Unofficial, collected information about the (discontinued) DxO-One Camera, a tiny camera with a 1" Sony Sensor and f/1.8 lens.

Contribution is very welcome!

Table of Contents

  1. Software
    1. Ambarella RTOS
    2. Linux OS
    3. Firmware binary Analysis
  2. Interesting things
    1. Connect DxO-One with Lightning Port to the Android App

More information is maintained in the wiki.

Software

The device is using Ambarella RTOS as its main OS for controlling the camera hardware and OLED display, and a separate Linux OS to control Wi-Fi functions. This is a quite popular chipset for (older) GoPro and other Action Camera clones as well as many Dashcams.

It seems that in case of the DxO-One, the Linux OS is mostly suspended and only woken up on-demand to connect to Wi-Fi. It might be interesting to achieve a shell to this OS, as it could allow adding wireless features (like FTP-transfer of images or 3rd party Wi-Fi control)

Ambarella OS has a own shell which can accept commands, but as the device is missing a UART-port I didn't find a way so far to connect to it (I suspect that it's possible to switch the USB-Port to UART, but I haven't found a method yet).

▶ **Supplied material**:
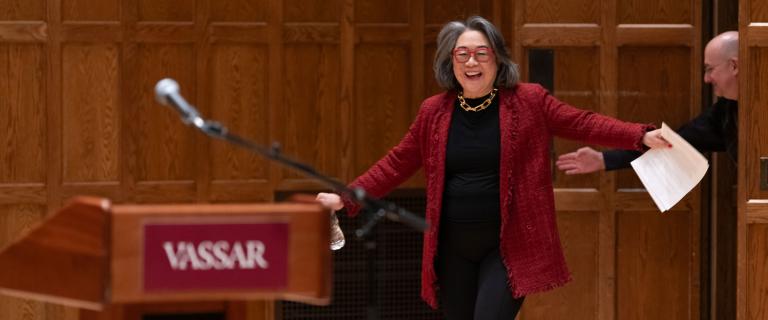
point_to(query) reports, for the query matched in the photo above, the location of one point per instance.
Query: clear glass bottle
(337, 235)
--
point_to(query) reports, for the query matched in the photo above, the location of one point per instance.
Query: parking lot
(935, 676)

▶ **What is asked**:
a: From the DxO-One camera notes, list every entry in the table of contents, main headings and sub-entries alike.
b: Using the DxO-One camera notes, decide whether each statement below agrees with them. Answer yes or no for each, and quote the words that settle it.
(i) Ambarella RTOS controls the camera's OLED display.
(ii) The device has a UART port.
(iii) On the DxO-One, the Linux OS stays awake all the time.
c: Answer these from the DxO-One camera notes:
(i) What size is the camera's sensor, and what brand is it?
(ii) What does the separate Linux OS control?
(iii) Where is more information kept?

▶ **Full solutions**:
a:
Software
Ambarella RTOS
Linux OS
Firmware binary Analysis
Interesting things
Connect DxO-One with Lightning Port to the Android App

b:
(i) Yes: "Ambarella RTOS as its main OS for controlling the camera hardware and OLED display"
(ii) No: "the device is missing a UART-port"
(iii) No: "the Linux OS is mostly suspended and only woken up on-demand to connect to Wi-Fi"

c:
(i) 1", Sony
(ii) Wi-Fi functions
(iii) In the wiki